### Task instructions
Reproduce the stretch of records below, from their start through the line that contains "[37, 36, 59, 59]", requests included, adding 27 to every bounding-box coordinate in the answers. Keep the sample coordinates inside each request unchanged.

==================================================

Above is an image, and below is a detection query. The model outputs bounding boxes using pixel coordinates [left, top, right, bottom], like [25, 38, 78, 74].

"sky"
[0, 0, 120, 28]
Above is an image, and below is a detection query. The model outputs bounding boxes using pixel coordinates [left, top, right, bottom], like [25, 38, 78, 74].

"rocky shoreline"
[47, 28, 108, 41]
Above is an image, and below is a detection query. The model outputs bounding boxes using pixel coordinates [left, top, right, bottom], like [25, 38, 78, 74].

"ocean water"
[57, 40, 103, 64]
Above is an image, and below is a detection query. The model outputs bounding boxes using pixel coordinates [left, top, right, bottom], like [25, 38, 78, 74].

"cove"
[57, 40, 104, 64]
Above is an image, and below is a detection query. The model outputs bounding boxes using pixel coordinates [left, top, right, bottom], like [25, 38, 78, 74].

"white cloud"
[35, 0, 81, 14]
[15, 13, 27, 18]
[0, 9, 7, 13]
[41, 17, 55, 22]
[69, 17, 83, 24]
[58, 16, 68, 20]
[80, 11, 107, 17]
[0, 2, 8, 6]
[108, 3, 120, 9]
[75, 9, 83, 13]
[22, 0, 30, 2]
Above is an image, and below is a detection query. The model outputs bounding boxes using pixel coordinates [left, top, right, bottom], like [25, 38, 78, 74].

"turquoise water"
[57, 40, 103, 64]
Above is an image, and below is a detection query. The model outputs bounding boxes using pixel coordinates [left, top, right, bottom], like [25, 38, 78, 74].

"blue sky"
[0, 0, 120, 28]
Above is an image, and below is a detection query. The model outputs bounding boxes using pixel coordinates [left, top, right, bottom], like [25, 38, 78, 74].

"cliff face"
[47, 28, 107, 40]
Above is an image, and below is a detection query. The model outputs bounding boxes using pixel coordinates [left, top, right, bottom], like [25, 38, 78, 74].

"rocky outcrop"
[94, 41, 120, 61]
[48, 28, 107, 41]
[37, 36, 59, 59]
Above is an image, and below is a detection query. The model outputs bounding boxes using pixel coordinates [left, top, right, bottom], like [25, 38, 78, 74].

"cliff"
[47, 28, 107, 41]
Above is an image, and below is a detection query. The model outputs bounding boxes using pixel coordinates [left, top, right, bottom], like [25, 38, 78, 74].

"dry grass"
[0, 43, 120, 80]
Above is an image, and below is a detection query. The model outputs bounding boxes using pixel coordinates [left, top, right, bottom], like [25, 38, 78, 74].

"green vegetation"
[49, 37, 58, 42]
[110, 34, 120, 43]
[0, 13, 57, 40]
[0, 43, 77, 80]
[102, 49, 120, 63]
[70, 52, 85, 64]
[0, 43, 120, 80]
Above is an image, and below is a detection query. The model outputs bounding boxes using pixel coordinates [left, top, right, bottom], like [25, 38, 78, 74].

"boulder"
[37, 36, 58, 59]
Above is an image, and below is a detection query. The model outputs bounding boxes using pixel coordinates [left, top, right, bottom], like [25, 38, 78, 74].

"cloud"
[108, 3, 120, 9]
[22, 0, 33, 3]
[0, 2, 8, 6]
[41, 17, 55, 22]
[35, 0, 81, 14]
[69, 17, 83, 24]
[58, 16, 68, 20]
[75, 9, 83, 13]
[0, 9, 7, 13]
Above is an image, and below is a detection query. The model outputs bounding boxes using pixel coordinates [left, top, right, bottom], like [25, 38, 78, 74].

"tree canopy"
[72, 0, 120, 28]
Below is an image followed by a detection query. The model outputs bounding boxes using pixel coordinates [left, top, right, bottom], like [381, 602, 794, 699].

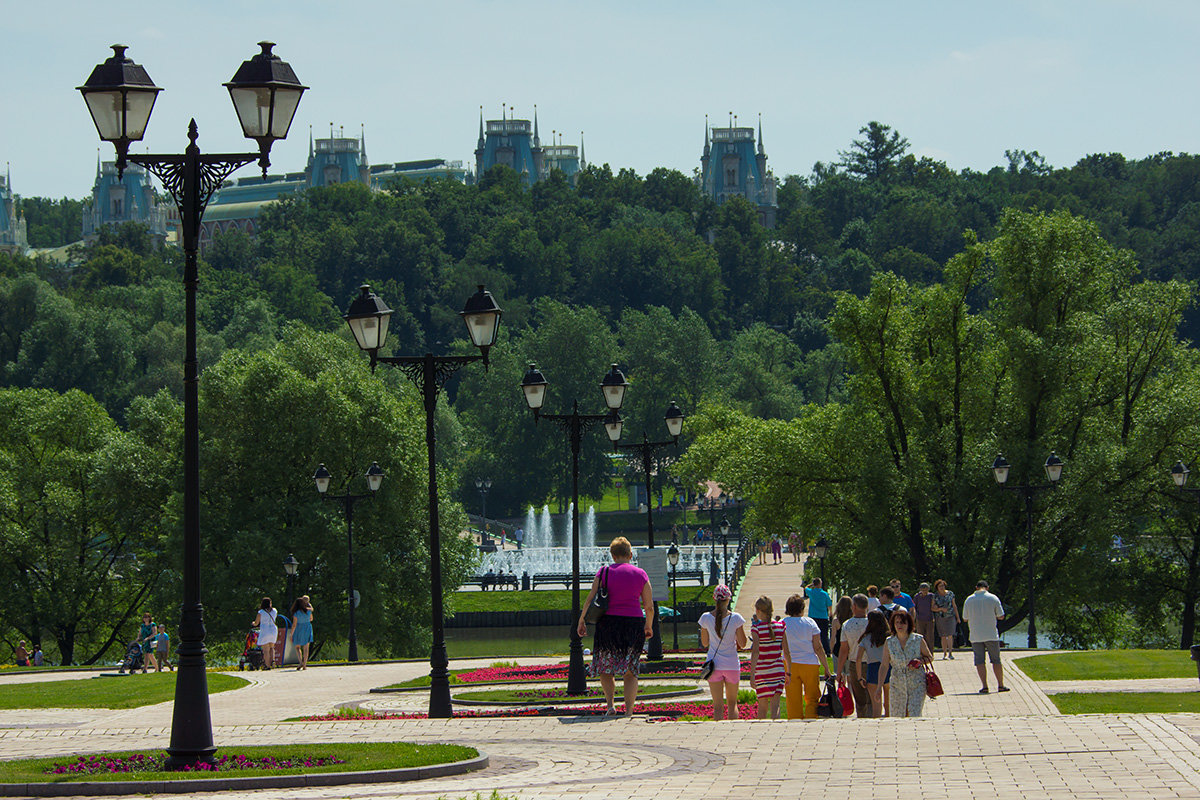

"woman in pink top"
[578, 536, 654, 717]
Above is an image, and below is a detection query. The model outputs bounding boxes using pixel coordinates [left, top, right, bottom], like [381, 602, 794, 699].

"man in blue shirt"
[804, 578, 833, 655]
[888, 578, 916, 612]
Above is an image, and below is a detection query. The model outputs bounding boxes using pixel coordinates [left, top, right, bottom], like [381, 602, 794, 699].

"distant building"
[0, 170, 29, 255]
[82, 158, 179, 245]
[200, 127, 468, 251]
[475, 106, 587, 188]
[697, 112, 779, 228]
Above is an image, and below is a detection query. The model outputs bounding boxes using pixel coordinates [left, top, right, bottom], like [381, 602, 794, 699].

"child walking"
[750, 595, 791, 720]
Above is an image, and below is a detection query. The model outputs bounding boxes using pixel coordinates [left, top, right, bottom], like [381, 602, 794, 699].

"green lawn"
[0, 741, 479, 783]
[455, 684, 696, 705]
[450, 578, 713, 612]
[1016, 650, 1196, 680]
[0, 672, 250, 709]
[1049, 692, 1200, 714]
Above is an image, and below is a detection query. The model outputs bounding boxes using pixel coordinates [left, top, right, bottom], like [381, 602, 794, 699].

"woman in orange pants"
[784, 595, 829, 720]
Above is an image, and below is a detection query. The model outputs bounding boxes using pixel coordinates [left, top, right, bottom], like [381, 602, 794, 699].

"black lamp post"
[475, 477, 492, 535]
[312, 462, 383, 661]
[991, 451, 1062, 650]
[812, 536, 829, 587]
[344, 284, 500, 720]
[283, 553, 300, 614]
[79, 42, 307, 769]
[521, 363, 629, 694]
[613, 401, 683, 661]
[667, 542, 679, 650]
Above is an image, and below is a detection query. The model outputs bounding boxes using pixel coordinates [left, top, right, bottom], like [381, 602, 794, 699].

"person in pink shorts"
[700, 583, 746, 720]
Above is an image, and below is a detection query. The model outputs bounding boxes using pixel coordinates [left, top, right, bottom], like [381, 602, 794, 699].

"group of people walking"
[577, 537, 1008, 720]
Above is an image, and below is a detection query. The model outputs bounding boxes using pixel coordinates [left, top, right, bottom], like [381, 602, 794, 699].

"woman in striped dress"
[750, 595, 790, 720]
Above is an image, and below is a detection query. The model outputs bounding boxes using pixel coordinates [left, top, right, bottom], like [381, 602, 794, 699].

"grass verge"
[1049, 692, 1200, 714]
[450, 587, 713, 613]
[0, 672, 250, 709]
[1016, 650, 1196, 680]
[0, 741, 479, 783]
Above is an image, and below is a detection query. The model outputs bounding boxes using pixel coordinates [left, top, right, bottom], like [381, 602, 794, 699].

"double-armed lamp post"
[521, 363, 629, 694]
[312, 462, 383, 661]
[613, 401, 683, 661]
[79, 42, 307, 769]
[991, 451, 1062, 650]
[343, 284, 500, 720]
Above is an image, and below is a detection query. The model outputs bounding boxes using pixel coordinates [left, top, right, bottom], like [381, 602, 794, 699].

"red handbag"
[838, 678, 854, 717]
[925, 664, 946, 697]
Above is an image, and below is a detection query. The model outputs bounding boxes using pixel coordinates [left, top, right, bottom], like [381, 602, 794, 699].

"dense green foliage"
[0, 122, 1200, 660]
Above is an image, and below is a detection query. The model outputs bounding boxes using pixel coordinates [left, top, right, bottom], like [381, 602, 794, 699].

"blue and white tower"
[698, 114, 779, 228]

==================================================

### Task result
Above is an image, and below is a detection query. The model outputs bounding boxes using pixel coordinates [left, top, right, bottom], like [25, 38, 78, 74].

"sky"
[27, 27, 147, 55]
Above is an image, and below is a detection query. The model outputs bounding boxes using pixel coordinates [left, top, right, bottom], like [25, 38, 78, 74].

"rocky shoreline"
[74, 55, 135, 68]
Above is an image, and below is a detection query. The model outputs bounding boxes using pixel coordinates [left, top, right, bottom], like [25, 38, 78, 74].

"ocean water"
[84, 67, 130, 91]
Above is an image, and below is a detection query. The model outputs bounding boxes using pixel coordinates [left, top, right, bottom], like [25, 38, 78, 74].

"cove"
[84, 67, 131, 91]
Above is an image, and below is a detection query. The model outputs bounding boxes using pixel coordinates [left, top, right, bottom], like [25, 38, 78, 74].

"white cloud"
[62, 27, 108, 41]
[42, 40, 54, 45]
[27, 36, 34, 40]
[68, 44, 82, 49]
[96, 44, 110, 51]
[85, 43, 95, 47]
[107, 38, 134, 44]
[27, 29, 35, 33]
[135, 30, 147, 36]
[102, 36, 110, 40]
[49, 27, 57, 29]
Above is an image, and below is a detection query. The model outputs bounding boxes using pixel coordinates [left, top, right, bottom], like [25, 38, 78, 74].

"turquoise water"
[84, 67, 130, 91]
Above is an image, and below is a detection query. The model outputs bounding boxes using pixel coordinates [left, top, right, bottom], like [25, 38, 78, 74].

"blue sky"
[27, 27, 147, 55]
Above is an image, and below is a detection query. The model outputs bounding boxes using pixel coordinates [left, top, right, bottom], like [25, 38, 78, 74].

"cliff face"
[74, 55, 134, 67]
Above is an image, and below is a detection query. The model outputs bounding boxes using pixel coordinates [left, top, right, bottom], like [25, 38, 78, 74].

"rocky outcrop"
[121, 68, 147, 88]
[75, 55, 134, 68]
[64, 63, 86, 86]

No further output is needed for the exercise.